Detection examples
· · ·
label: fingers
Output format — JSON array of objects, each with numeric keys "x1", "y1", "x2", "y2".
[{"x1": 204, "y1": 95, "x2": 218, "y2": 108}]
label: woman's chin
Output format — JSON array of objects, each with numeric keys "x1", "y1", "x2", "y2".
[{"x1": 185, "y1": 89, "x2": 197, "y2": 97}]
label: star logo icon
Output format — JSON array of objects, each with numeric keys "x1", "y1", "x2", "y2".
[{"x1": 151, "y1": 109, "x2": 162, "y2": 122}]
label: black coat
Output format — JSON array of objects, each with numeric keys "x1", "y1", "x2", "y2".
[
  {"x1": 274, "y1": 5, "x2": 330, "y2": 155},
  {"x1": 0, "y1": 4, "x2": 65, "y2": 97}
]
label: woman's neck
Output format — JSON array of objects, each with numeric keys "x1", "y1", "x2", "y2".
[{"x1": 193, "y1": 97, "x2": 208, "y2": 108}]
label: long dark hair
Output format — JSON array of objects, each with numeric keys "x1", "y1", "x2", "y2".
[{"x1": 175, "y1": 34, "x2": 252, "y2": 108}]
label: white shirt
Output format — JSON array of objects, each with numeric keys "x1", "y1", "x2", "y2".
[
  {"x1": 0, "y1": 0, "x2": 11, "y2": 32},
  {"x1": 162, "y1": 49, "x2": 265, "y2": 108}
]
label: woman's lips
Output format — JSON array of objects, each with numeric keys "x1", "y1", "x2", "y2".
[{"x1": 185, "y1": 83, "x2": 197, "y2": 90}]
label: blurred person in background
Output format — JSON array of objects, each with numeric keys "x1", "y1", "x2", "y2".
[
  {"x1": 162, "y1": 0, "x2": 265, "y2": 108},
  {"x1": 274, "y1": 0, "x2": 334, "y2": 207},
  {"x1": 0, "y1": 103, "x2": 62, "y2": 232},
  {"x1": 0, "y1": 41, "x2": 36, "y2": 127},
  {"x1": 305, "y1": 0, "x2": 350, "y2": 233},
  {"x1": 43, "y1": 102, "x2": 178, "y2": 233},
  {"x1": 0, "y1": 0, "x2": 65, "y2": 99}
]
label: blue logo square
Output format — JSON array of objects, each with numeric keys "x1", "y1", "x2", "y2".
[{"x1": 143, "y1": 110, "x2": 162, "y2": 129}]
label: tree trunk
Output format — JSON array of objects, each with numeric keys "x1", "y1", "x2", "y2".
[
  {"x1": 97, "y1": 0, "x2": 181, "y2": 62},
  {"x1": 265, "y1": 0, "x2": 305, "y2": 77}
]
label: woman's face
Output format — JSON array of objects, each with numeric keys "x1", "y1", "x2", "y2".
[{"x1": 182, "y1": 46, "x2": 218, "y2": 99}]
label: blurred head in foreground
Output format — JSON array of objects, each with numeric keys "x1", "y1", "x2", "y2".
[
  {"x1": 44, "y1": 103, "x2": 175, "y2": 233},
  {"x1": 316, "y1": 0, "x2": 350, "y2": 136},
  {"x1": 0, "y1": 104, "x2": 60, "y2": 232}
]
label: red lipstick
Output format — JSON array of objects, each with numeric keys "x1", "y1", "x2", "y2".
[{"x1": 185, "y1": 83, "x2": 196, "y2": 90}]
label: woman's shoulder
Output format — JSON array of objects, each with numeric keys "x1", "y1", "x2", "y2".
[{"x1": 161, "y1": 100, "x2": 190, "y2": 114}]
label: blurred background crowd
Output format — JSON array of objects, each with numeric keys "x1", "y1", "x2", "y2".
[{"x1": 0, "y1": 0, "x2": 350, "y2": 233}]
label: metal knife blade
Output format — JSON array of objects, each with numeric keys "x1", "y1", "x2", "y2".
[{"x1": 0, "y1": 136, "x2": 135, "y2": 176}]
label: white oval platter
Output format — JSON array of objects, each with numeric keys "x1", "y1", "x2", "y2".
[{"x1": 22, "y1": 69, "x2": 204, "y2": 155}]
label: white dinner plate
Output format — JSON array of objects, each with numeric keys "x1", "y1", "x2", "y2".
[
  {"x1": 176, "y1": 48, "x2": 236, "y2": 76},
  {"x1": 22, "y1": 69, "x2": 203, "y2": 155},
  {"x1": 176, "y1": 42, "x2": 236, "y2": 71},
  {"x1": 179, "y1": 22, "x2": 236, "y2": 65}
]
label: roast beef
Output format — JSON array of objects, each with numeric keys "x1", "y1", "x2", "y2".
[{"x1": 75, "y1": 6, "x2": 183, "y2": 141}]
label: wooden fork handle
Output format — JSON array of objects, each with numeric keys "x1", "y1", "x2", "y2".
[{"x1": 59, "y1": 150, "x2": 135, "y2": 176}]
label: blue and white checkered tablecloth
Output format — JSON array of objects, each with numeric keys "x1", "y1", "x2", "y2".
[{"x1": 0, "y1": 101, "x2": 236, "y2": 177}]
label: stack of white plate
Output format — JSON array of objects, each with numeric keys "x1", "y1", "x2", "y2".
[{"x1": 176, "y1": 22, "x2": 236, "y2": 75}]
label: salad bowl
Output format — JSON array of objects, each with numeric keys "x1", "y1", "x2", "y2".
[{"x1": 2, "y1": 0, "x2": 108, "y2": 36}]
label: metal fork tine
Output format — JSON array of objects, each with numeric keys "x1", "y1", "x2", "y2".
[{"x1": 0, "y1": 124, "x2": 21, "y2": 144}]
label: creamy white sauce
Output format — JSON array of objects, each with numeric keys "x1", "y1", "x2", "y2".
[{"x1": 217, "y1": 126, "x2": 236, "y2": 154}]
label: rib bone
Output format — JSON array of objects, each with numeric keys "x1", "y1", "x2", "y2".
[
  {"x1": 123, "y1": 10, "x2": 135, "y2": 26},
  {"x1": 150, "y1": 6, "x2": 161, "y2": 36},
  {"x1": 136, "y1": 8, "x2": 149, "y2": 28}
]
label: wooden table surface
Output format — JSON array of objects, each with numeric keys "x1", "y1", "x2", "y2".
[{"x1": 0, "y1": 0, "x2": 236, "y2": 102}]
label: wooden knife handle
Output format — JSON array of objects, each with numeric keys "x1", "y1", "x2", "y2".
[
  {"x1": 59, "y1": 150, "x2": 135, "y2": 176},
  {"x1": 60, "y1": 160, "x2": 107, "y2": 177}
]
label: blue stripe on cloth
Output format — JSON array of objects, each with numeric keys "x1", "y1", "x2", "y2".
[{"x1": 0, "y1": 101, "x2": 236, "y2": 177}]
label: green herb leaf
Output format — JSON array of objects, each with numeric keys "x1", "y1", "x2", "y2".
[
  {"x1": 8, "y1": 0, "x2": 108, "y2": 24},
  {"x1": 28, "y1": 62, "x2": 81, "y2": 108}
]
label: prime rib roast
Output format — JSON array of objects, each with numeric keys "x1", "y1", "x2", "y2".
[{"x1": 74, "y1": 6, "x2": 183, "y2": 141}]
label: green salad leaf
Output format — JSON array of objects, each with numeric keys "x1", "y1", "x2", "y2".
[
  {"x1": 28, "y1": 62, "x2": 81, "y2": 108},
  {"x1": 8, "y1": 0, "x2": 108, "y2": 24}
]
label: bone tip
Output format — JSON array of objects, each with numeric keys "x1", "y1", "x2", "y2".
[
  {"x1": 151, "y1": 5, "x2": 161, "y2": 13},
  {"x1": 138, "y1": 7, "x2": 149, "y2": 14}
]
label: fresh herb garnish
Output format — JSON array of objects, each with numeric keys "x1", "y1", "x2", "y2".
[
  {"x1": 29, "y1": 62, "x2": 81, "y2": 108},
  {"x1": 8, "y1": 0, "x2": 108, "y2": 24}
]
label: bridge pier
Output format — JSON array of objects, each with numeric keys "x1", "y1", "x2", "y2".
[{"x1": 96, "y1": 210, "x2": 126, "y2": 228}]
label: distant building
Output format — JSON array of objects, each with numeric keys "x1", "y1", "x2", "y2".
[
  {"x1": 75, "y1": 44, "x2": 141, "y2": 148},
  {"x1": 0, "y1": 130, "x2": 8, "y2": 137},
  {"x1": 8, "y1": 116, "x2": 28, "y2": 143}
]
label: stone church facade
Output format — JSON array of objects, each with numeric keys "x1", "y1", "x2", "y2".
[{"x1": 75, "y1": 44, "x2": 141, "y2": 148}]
· · ·
### TASK DETAILS
Identify every line of the items above that contains the word "metal", and copy each such line. Case counts.

### TASK RESPONSE
label: metal knife blade
label: metal fork tine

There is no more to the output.